--- Start of EXTRACTED ENTRIES ---

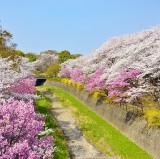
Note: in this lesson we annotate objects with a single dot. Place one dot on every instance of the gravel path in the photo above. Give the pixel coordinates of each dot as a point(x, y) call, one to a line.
point(79, 147)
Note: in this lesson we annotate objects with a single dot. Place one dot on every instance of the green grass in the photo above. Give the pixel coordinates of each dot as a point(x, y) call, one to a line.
point(107, 138)
point(43, 106)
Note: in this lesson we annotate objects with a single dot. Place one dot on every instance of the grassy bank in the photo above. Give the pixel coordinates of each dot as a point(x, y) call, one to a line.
point(108, 139)
point(44, 107)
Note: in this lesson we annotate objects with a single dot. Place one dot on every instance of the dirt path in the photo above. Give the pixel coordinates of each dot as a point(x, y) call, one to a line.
point(79, 147)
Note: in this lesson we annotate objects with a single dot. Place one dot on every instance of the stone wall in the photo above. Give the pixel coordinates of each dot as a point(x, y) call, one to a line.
point(129, 122)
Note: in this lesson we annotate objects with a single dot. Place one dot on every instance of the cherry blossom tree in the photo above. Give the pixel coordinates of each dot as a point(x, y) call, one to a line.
point(19, 129)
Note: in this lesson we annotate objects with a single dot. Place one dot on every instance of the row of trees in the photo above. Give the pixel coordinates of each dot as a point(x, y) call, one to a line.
point(20, 125)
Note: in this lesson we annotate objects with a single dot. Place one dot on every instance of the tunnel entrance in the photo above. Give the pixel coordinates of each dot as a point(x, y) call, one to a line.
point(40, 81)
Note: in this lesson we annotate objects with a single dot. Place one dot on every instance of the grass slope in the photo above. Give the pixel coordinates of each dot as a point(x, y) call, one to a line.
point(107, 138)
point(43, 104)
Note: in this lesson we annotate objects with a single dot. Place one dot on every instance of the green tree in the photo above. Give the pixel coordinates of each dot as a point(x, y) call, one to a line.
point(64, 56)
point(32, 57)
point(5, 40)
point(53, 70)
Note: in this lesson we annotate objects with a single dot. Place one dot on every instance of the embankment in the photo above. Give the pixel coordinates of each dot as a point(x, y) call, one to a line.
point(128, 122)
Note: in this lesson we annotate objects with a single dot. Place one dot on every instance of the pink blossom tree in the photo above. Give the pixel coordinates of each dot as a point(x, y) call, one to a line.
point(19, 129)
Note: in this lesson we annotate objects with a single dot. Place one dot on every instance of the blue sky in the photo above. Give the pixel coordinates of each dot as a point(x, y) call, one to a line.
point(79, 26)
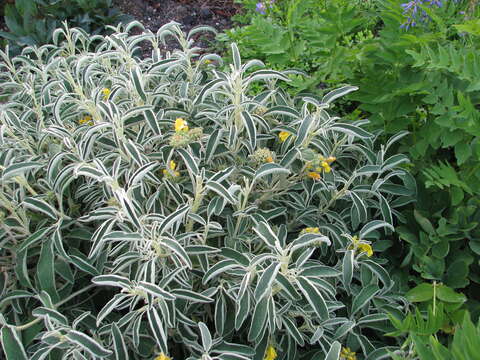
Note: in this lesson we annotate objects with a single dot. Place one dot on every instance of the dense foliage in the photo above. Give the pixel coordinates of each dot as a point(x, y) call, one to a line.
point(416, 64)
point(159, 207)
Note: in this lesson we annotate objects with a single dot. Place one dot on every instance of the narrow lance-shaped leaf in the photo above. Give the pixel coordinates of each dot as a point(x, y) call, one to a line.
point(266, 280)
point(88, 344)
point(314, 297)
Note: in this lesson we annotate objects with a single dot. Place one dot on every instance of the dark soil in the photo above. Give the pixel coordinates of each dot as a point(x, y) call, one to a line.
point(189, 13)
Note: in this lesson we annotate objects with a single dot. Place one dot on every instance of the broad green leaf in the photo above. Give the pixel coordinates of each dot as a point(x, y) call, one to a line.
point(420, 293)
point(363, 297)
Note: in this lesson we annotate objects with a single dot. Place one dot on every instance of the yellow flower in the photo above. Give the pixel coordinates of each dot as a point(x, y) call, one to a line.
point(314, 175)
point(162, 356)
point(180, 125)
point(361, 247)
point(270, 354)
point(365, 248)
point(283, 135)
point(106, 93)
point(326, 167)
point(86, 120)
point(172, 166)
point(347, 354)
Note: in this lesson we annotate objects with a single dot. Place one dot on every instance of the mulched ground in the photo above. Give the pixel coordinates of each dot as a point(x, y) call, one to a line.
point(189, 13)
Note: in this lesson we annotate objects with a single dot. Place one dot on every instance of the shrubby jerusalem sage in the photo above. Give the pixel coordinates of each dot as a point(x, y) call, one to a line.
point(150, 211)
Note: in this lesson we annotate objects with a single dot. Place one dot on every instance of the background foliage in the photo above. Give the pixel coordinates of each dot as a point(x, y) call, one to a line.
point(152, 207)
point(421, 78)
point(32, 22)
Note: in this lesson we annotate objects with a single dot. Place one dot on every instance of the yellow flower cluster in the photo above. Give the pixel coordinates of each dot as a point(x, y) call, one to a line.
point(347, 354)
point(263, 155)
point(171, 172)
point(87, 120)
point(283, 135)
point(162, 356)
point(106, 93)
point(271, 353)
point(319, 165)
point(183, 134)
point(361, 247)
point(180, 125)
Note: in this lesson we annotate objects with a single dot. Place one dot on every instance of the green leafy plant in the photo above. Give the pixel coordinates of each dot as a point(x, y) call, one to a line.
point(425, 343)
point(423, 80)
point(32, 22)
point(152, 206)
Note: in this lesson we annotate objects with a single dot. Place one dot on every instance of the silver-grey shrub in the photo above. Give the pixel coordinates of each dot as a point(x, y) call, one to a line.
point(163, 206)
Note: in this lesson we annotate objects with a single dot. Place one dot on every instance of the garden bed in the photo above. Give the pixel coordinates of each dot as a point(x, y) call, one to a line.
point(189, 13)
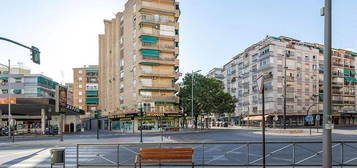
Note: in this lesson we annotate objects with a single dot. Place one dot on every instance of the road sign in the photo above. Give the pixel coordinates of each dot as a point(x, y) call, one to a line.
point(318, 117)
point(276, 118)
point(6, 100)
point(308, 118)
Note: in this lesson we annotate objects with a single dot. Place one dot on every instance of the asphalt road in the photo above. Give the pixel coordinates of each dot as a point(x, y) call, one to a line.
point(38, 156)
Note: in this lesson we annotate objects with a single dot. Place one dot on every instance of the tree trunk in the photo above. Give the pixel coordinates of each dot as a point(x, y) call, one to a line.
point(196, 121)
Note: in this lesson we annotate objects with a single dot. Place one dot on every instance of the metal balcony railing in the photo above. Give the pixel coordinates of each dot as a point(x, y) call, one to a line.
point(223, 154)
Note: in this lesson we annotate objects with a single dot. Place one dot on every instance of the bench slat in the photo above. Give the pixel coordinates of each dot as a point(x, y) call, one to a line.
point(165, 149)
point(177, 161)
point(164, 157)
point(165, 153)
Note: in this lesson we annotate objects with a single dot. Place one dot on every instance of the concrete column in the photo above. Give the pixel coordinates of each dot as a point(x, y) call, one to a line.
point(135, 125)
point(1, 123)
point(43, 121)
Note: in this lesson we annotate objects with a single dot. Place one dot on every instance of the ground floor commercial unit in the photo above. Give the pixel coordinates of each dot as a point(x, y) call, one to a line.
point(132, 123)
point(35, 115)
point(299, 120)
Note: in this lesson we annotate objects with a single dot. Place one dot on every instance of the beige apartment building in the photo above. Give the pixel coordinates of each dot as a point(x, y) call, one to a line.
point(303, 63)
point(85, 91)
point(138, 65)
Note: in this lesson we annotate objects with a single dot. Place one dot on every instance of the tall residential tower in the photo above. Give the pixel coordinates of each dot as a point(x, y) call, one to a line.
point(139, 66)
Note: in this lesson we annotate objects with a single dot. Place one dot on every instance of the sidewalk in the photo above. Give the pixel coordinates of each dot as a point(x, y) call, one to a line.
point(292, 131)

--- End of EXTRACTED ENTRIES ---

**OBJECTIVE:**
Echo the lines running from the line with "of the shrubby" to the line with "point(308, 118)", both ends included, leaving out the pictures.

**CORRECT RESULT:**
Note: in this lesson we annotate objects with a single dot. Place one dot on every instance of the shrubby jerusalem sage in the photo above. Give the pixel coordinates of each dot as a point(x, y) call, one to a line.
point(150, 211)
Note: in this lesson we annotate objects with a single dot. Place one dot on every instance of the background foliage in the photo above. Give the pixel coordinates of each dot as a point(x, y) call, one to a line.
point(152, 207)
point(421, 78)
point(32, 22)
Note: in this lesson we annotate objects with a single dot. Place one dot on every instance of the yellow flower cluster in the photo above. Give the pixel coordinates of each dot as a point(x, y) call, one to a line.
point(347, 354)
point(263, 155)
point(171, 172)
point(87, 120)
point(283, 135)
point(162, 356)
point(106, 93)
point(271, 353)
point(319, 165)
point(183, 134)
point(361, 247)
point(180, 125)
Note: in this lesson we annotate objects with a single dot. Place one dot on every instance of the green leafy plant in the photo above. Give the pixel coordinates of each dot as a point(x, y) call, one to a line.
point(425, 343)
point(423, 80)
point(32, 22)
point(152, 206)
Note: in this lesson we annotate objects with a single dot. Place one dot on every instance of the silver-grey shrub in the photo above. Give the pixel coordinates of each dot as a point(x, y) call, one to a line.
point(163, 206)
Note: in this lesson we annotate objects with a single dot. Place one dot on every instance of the garden bed in the photo above. Give the pixel coordinates of each dot as a point(x, y) call, one to a line.
point(189, 13)
Note: in this lesson we annotate objects with a single dot. Place one dot on every instance of the road sign in the photo above. Give the pixel coordinates of each dot as a point(x, y) call, one to a line.
point(318, 117)
point(276, 118)
point(6, 100)
point(308, 118)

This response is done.